• [Exercise directions]: Rewrite the passage on childbirth below, starting with "In fact, homebirth" and going on through "most feared outcomes.", and swap "childbirth" for "labor" everywhere it appears.

Text segment Start Marker

American women's assumptions of a healthy, surviving mother and child make the possibility of apprehending birth as a pathological event a challenging stretch. The popular sources now overwhelmingly depict birth as a peak life experience of physicality for women, bringing a sense of achievement at fulfilling a natural act, so much so that the baby seems to play a secondary role. The failure to achieve all the elements of this experience is viewed as personal failure...
In fact, homebirth midwives know so little about childbirth that they actually believe that efforts to prevent "disruptions" are what makes childbirth safe.
... In the US, where the default assumption of pregnancy and birth is normality, a natural lifestyle during pregnancy and an intervention-free, natural birth are often described as the cause of a normal outcome: healthy mother and baby.
Since the safety of childbirth is assumed, NCB and homebirth advocates turn their attention to "disruptions" that they believe can lead to the two most feared outcomes.

1. The "suppressed birth experience"

Text segment End Marker
Supplied information Start Marker

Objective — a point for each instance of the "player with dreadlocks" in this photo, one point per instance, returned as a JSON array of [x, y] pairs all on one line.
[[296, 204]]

Supplied information End Marker

• [The completed task]:
In fact, homebirth midwives know so little about labor that they actually believe that efforts to prevent "disruptions" are what makes labor safe.
... In the US, where the default assumption of pregnancy and birth is normality, a natural lifestyle during pregnancy and an intervention-free, natural birth are often described as the cause of a normal outcome: healthy mother and baby.
Since the safety of labor is assumed, NCB and homebirth advocates turn their attention to "disruptions" that they believe can lead to the two most feared outcomes.